= PROBLEM TO SOLVE =
Every record below should be printed again exactly, with its pictures removed.

= SUPPLIED INFORMATION =

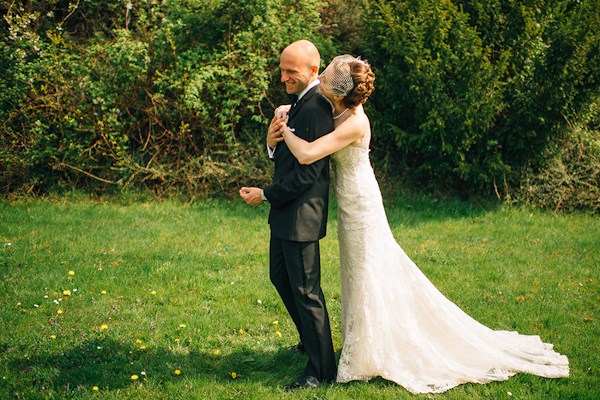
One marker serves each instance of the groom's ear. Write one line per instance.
(314, 70)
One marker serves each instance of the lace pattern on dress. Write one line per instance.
(395, 323)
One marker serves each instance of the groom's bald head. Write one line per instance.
(306, 51)
(299, 64)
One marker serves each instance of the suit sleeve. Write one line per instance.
(292, 185)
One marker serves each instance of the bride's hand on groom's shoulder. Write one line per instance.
(275, 131)
(282, 111)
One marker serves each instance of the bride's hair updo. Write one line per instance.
(363, 79)
(350, 78)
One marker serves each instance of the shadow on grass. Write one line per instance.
(111, 365)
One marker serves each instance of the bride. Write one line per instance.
(395, 323)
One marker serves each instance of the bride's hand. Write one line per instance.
(282, 111)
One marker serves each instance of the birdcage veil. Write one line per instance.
(337, 77)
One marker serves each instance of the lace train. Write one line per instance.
(395, 322)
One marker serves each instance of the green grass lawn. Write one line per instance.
(140, 299)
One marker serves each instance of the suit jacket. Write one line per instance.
(299, 194)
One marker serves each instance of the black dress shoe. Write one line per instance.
(299, 348)
(307, 382)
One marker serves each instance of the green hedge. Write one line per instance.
(480, 97)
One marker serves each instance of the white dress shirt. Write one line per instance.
(310, 86)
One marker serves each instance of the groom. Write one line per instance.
(299, 197)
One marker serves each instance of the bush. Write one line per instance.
(169, 94)
(473, 93)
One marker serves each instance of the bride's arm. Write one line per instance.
(283, 110)
(308, 152)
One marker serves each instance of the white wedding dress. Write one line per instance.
(395, 323)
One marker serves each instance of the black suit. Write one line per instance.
(298, 219)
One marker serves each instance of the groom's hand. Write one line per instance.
(275, 131)
(251, 195)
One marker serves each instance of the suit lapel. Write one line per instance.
(304, 99)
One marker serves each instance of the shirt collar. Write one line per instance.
(310, 86)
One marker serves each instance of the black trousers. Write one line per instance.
(295, 271)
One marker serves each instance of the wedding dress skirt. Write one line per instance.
(395, 323)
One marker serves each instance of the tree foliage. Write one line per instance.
(483, 97)
(473, 92)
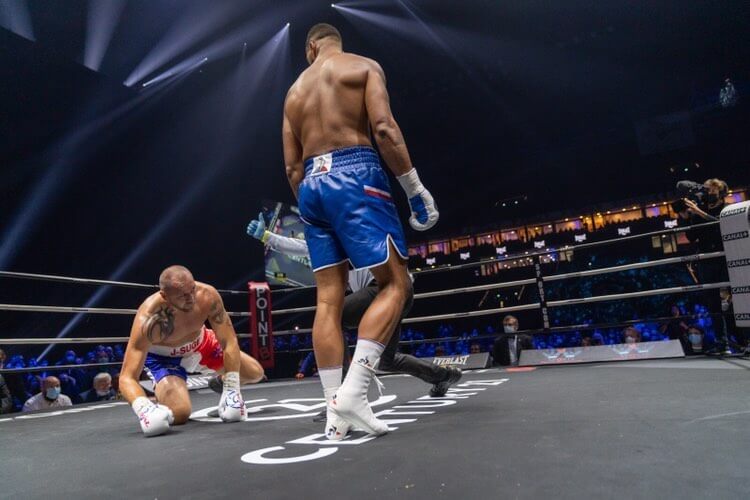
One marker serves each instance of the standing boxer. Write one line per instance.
(345, 201)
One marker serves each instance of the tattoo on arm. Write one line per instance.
(159, 325)
(218, 315)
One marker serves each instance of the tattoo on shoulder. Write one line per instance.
(218, 315)
(159, 325)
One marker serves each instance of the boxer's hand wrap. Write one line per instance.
(231, 405)
(155, 419)
(257, 229)
(424, 213)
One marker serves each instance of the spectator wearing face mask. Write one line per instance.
(695, 338)
(507, 348)
(49, 397)
(6, 400)
(631, 335)
(101, 391)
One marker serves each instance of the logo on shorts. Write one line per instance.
(322, 164)
(734, 211)
(735, 236)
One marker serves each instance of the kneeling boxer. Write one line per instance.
(170, 338)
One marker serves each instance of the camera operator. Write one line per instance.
(703, 203)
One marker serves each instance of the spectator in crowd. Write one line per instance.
(631, 335)
(695, 337)
(49, 397)
(6, 400)
(675, 328)
(508, 346)
(707, 239)
(101, 391)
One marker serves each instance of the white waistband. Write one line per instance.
(179, 351)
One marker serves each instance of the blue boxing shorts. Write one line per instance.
(202, 355)
(345, 202)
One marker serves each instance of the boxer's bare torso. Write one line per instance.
(326, 105)
(162, 324)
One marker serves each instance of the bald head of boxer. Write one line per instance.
(322, 38)
(177, 288)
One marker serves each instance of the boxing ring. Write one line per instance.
(672, 427)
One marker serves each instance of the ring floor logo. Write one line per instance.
(316, 446)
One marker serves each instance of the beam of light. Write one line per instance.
(15, 17)
(67, 155)
(264, 56)
(192, 27)
(103, 16)
(228, 44)
(183, 68)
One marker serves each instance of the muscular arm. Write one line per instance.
(147, 327)
(384, 127)
(224, 330)
(295, 171)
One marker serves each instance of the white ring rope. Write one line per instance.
(567, 248)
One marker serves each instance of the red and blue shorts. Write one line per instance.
(345, 202)
(202, 355)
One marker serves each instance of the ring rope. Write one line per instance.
(636, 265)
(567, 248)
(58, 367)
(87, 310)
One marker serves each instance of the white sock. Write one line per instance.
(330, 378)
(368, 353)
(366, 357)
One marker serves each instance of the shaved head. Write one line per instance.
(173, 277)
(322, 30)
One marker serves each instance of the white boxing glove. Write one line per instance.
(231, 405)
(155, 419)
(424, 213)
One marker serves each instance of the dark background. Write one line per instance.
(559, 103)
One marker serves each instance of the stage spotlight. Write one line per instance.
(190, 28)
(15, 17)
(103, 17)
(182, 68)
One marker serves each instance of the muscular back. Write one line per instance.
(326, 105)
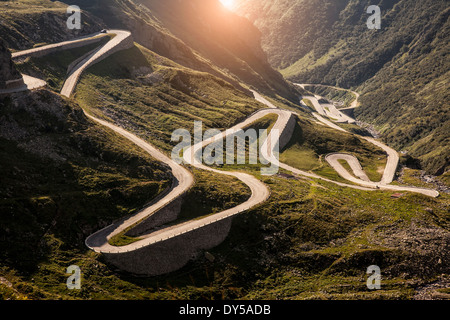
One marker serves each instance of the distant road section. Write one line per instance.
(122, 40)
(183, 178)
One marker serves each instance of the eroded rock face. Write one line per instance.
(8, 72)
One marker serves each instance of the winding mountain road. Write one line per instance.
(183, 180)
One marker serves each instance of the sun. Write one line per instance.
(229, 4)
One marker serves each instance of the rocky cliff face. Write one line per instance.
(8, 71)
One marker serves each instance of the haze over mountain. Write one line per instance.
(401, 70)
(66, 177)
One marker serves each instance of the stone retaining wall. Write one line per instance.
(167, 214)
(40, 52)
(172, 254)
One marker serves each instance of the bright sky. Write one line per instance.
(229, 4)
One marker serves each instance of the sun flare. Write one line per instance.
(229, 4)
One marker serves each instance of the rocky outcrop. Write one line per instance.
(9, 76)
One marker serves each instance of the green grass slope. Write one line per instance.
(401, 70)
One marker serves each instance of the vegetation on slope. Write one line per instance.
(401, 70)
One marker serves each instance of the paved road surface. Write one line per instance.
(183, 179)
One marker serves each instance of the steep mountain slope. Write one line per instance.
(198, 34)
(401, 70)
(65, 177)
(27, 23)
(8, 70)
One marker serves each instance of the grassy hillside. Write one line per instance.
(198, 34)
(401, 70)
(153, 96)
(27, 23)
(63, 177)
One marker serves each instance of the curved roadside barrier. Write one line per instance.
(170, 248)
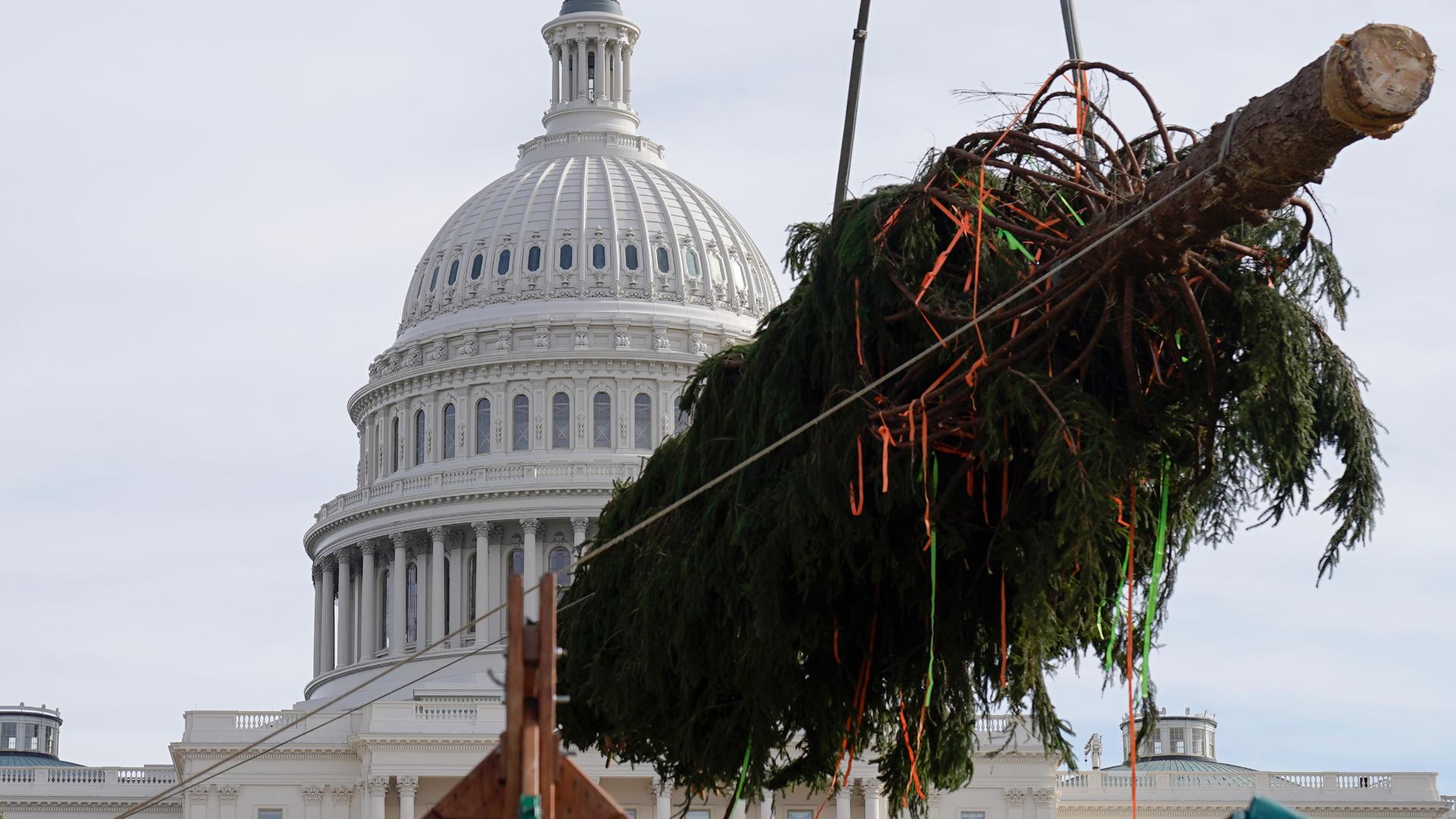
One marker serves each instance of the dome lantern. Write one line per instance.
(590, 49)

= TASK RESULT =
One marker serves each instance of the groom's ear. Write one line per instance.
(314, 70)
One marker serves each instance of the lace pattern on dress. Write one line per instance.
(395, 323)
One marker serves each instance of the groom's bald head. Write one line per instance.
(306, 51)
(299, 64)
One marker serves each instance of the suit sleeve. Write one line per instance.
(292, 185)
One marker serves each instance of the bride's hand on groom's shoulder. Write one line per instance.
(275, 131)
(282, 111)
One marker serves each instance of the bride's hair updo. Write one line per instance.
(363, 79)
(350, 78)
One marker serves each instance of the shadow on grass. Write one line per instance.
(111, 365)
One marker serves each instance of the bride. Write one line per instance.
(395, 323)
One marker serves each instance of the bride's hand. Write one line per instance.
(282, 111)
One marker serves each instance of the birdcage veil. Write one line per instance.
(337, 77)
One marker serves each instance of the lace train. Write one line per instance.
(395, 322)
One marker serves each instance of the green grass lawn. Write one line per instance.
(140, 299)
One marker serves each instance of the suit jacket. Write one line per instance.
(299, 194)
One marker serves each instance of the black dress shoe. Write one line per instance.
(299, 348)
(307, 382)
One marker serves each instance of the green hedge. Write one line per instance.
(480, 97)
One marker serves each instance of the white dress shirt. Write one line per instance.
(310, 86)
One marker serves each instance of the groom. Write one line per instance.
(299, 197)
One marker serves each instance of the bush. Write one line per instance.
(169, 94)
(473, 93)
One marker serves each instance of the bride's arm. Write one line per instance.
(283, 110)
(308, 152)
One marker serves each instance of the white wedding dress. Write one line per instance.
(395, 323)
One marker serves each instance of the black suit. Write one line per instance.
(298, 219)
One marker serves each instance of the groom's hand. Write one line per instance.
(275, 131)
(251, 195)
One marker serves each instance of the suit lapel. Write one line per instance.
(304, 99)
One marker serves each instance of the shirt collar. Write one line per instance.
(310, 86)
One marker serves each instance of the black trousers. Write one line per instance.
(295, 271)
One marker serves each instance of the wedding dress skirt. Write one line per instance.
(395, 323)
One marker serves each instance of the tree foliage. Write one line per instance.
(483, 97)
(473, 92)
One marker serves each instance of the standing boxer. Write one line per instance.
(345, 201)
One marker serves each instance of the tattoo on arm. Write one line per instance.
(159, 325)
(218, 315)
One marker serves each instance of the tattoo on shoulder. Write one line per instance.
(218, 315)
(159, 325)
One marker serves each instance of the boxer's hand wrap. Write one line per instance.
(231, 405)
(155, 419)
(257, 229)
(424, 213)
One marker serves each instance of the spectator wearing face mask. Write one line per instance.
(695, 338)
(507, 348)
(49, 397)
(6, 400)
(631, 335)
(101, 391)
One marker serves each instance of the logo on shorts. Write one line per instance.
(322, 164)
(734, 211)
(735, 236)
One marker serves each instance of the kneeling boxer. Write one line per instance.
(170, 338)
One marker serves each instance of the camera operator. Write one line per instance.
(703, 203)
One marker serves each instance of the spectator in crowd. Write one line per instance.
(631, 335)
(695, 337)
(49, 397)
(6, 400)
(675, 328)
(508, 346)
(707, 239)
(101, 391)
One marker serves each instance of the white waistband. Write one line per instance.
(179, 351)
One marker serves each instance of the blue boxing shorts. Write one line per instance.
(202, 355)
(345, 202)
One marker serves each instance of the boxer's bare torso. Write one line per instance.
(326, 105)
(162, 324)
One marker serves each instance of the bald head of boxer. Write one line per instance.
(322, 38)
(177, 288)
One marker serves each instance of the boxing ring. Write one line per instance.
(672, 427)
One marker serves each instance of the ring floor logo. Write one line per instance.
(316, 446)
One marker serves each instance of the beam of light. Write one line per instance.
(15, 17)
(67, 155)
(264, 56)
(192, 27)
(103, 16)
(228, 44)
(183, 68)
One marker serves each instance of the muscular arm. Write one line per instance.
(147, 327)
(384, 127)
(224, 330)
(295, 171)
One marker serves each instance of the white ring rope. Write one line per instance.
(567, 248)
One marker serves each instance of the red and blue shorts. Write one line per instance.
(345, 202)
(202, 355)
One marker serves each instance of the ring rope. Write one line per instance.
(636, 265)
(567, 248)
(58, 367)
(87, 310)
One marker serves each instance of the white sock. Write one line per instance.
(330, 378)
(368, 353)
(366, 357)
One marker serves each instance of the shaved head. Write one line per instance.
(173, 277)
(322, 30)
One marker serves each instance of the white boxing glove. Write one line per instance.
(231, 405)
(155, 419)
(424, 213)
One marker serves each instance of the dark background. Write one line per instance.
(559, 103)
One marker serves each instance of the stage spotlight. Write one line per instance.
(190, 28)
(15, 17)
(103, 17)
(182, 68)
One marker serves each instance of the muscular back. Write one line per instance.
(326, 105)
One marker serves each instance of the distant road section. Write one line per instance.
(122, 40)
(183, 178)
One marker serves each instance of the eroded rock face. Write one line per instance.
(8, 72)
One marker serves each instance of the winding mountain road. Write one line per instance.
(183, 180)
One marker serves each instance of the sun. Write one line per instance.
(229, 4)
One marker serves each instance of the rocky cliff face. Write one line per instance.
(8, 71)
One marker serves each instance of the haze over mountain. Write one line per instance.
(401, 70)
(66, 177)
One marker serves each instance of the stone retaining wall. Write one line per instance.
(167, 214)
(40, 52)
(172, 254)
One marker serves each instance of the bright sky. Write one line per instance.
(229, 4)
One marker serves each instance of the sun flare. Write one line per instance.
(229, 4)
One marker serves each instance of the rocky outcrop. Write one line per instance.
(9, 76)
One marker serves each instance of the green grass slope. Write one line per instance.
(401, 70)
One marker serves each instance of the vegetation on slope. Write one line per instance.
(401, 70)
One marker serves each instance of the paved road surface. Write one line per instance.
(183, 179)
One marker serves each instance of the steep mountain slope. Write one line per instance.
(198, 34)
(401, 70)
(65, 177)
(27, 23)
(8, 70)
One marker serves each instance of the grassy hillside. Write one line per instance.
(198, 34)
(401, 70)
(153, 96)
(27, 23)
(63, 177)
One marker serves each instance of the curved roadside barrier. Write one line per instance.
(170, 248)
One marker serves each instance of the dome lantern. Write one line per instance.
(590, 49)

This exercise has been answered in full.